• **Challenge**
Reproduce every one of the rows below verbatim, in their original order.

Named-object pointing rows:
--- start ---
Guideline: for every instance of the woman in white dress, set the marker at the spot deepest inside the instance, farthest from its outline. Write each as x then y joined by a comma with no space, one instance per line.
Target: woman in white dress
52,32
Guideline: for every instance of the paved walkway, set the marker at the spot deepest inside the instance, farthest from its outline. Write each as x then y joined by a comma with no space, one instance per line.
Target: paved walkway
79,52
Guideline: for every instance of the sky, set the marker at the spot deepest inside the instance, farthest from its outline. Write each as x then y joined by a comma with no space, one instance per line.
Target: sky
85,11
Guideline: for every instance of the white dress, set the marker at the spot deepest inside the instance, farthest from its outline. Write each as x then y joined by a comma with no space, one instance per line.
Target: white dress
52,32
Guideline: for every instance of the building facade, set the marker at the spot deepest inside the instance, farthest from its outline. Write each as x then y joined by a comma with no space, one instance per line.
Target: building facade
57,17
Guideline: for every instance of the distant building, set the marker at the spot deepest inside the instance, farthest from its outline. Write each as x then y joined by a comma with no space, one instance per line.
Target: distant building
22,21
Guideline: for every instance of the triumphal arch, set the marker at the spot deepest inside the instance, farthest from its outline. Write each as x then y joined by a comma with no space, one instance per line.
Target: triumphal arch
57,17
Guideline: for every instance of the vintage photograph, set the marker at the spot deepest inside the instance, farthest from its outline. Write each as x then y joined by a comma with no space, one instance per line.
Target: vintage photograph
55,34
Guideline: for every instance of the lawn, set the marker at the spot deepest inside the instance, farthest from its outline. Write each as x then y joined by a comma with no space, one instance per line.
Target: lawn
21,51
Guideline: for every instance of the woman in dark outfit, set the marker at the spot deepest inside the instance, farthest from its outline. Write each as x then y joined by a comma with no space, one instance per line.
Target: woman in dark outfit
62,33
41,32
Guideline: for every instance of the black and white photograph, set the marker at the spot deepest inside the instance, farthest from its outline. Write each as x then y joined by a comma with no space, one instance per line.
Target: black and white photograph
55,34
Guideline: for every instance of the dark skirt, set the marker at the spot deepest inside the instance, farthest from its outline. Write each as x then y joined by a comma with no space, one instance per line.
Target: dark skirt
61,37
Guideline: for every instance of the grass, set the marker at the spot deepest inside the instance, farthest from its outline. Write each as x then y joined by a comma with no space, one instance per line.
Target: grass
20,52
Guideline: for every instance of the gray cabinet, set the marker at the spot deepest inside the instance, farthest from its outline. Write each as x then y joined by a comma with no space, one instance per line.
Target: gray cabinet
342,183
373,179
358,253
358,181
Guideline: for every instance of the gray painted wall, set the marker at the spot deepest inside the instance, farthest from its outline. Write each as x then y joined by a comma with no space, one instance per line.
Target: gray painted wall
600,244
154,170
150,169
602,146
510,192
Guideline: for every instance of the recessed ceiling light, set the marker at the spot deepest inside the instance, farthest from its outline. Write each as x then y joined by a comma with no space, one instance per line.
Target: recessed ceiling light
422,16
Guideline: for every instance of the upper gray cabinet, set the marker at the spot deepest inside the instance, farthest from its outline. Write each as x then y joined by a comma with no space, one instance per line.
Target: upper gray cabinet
--- end ---
• **Correct output**
Guideline: for every instance of the woman in white dress, set the marker at the spot deepest inside the instance, farthest from its outline. Write each as x then y joined by a comma with no space, one instance per line.
Target: woman in white dress
52,32
Guideline: for every instance of the paved walkway, set the marker at the spot deepest inside the instance, farthest from its outline. Write each as x then y joined by a comma with no space, one instance per line.
Target: paved walkway
79,52
Guideline: for every instance of the sky, set the marker at the spot deepest inside the instance, farthest from its outline. Write each as x then y joined by a comma with no space, one instance per line.
Target: sky
85,11
Guideline: for every instance of the white dress, set the marker at the spot deepest inside the instance, farthest from its outline. Write each as x then y joined by a comma with no space, one instance per line.
Target: white dress
52,32
Guideline: for every instance of the building facade, set the marker at the spot deepest inside the instance, farthest from its outline. Write each as x then y joined by a comma with no space, one instance per line.
Target: building facade
57,17
Guideline: for every instance of the distant building, set the marker at the spot deepest inside the instance, farthest from its outline. Write each as x then y joined by a comma with no space, one instance per line.
Target: distant building
22,21
Guideline: for every instance of the triumphal arch, set the marker at the spot deepest inside the instance, farthest from its outline. Write each as x then y joined by a comma with no space, one instance per line.
Target: triumphal arch
57,17
Guideline: for every instance of the vintage photograph, set the marker at the spot deepest inside the instance, farthest from its outline. Write each as x then y joined by a comma with no space, one instance per line.
Target: vintage photograph
55,34
Guideline: for every instance of the lawn, set the marker at the spot deepest inside the instance, farthest from its outline. Write each as x then y joined by a comma with no space, one instance per line.
Target: lawn
21,51
Guideline: for every instance of the woman in dark outfit, set the marker at the spot deepest inside the instance, farthest from its outline. Write each as x then y joined by a comma with no space, one instance per line.
Target: woman in dark outfit
62,33
41,32
Guideline: for every instance of the black and white photograph, set the marker at the spot deepest inside the instance, farthest from its outline. Write each as x then y joined by a comma with no space, one instance per line.
Target: black and white photograph
55,34
Guideline: for every instance of the dark skirt, set the marker at the spot deepest inside the instance, farthest from its outline. Write each as x then y joined by a comma with no space, one instance per line.
Target: dark skirt
61,37
Guideline: for every instance of the grass, set the marker at the spot deepest inside the instance, farthest from its outline. Write each as x then y joined by a comma with no space, one instance per line.
Target: grass
20,52
Guideline: for every instance of the gray cabinet, set the marker at the spot deepest inside the instance, farthest from its outline. Write each as x then y joined by a comma with no space, one instance per line.
Target: gray cabinet
342,183
373,179
358,253
358,181
Guideline: for every instance of the gray painted wall, set the marker at the spot deepest inside the instance, farthest from its outline. Write each as x then y joined by a comma with no space, one instance per line.
Target: gray painted wall
600,244
154,170
150,169
602,146
510,192
Guideline: for every instance of the recessed ceiling light, set the marker at the spot deepest inside the instance, farthest from its outline. Write each as x then y joined by a comma with no space, one instance per line.
Target: recessed ceiling light
422,16
Guideline: for every instance of the upper gray cabinet, set the marker at the spot deepest inside the instance, farthest from its outline. Write each as x then y joined by a comma with no space, one instance per line.
Target: upper gray cabinet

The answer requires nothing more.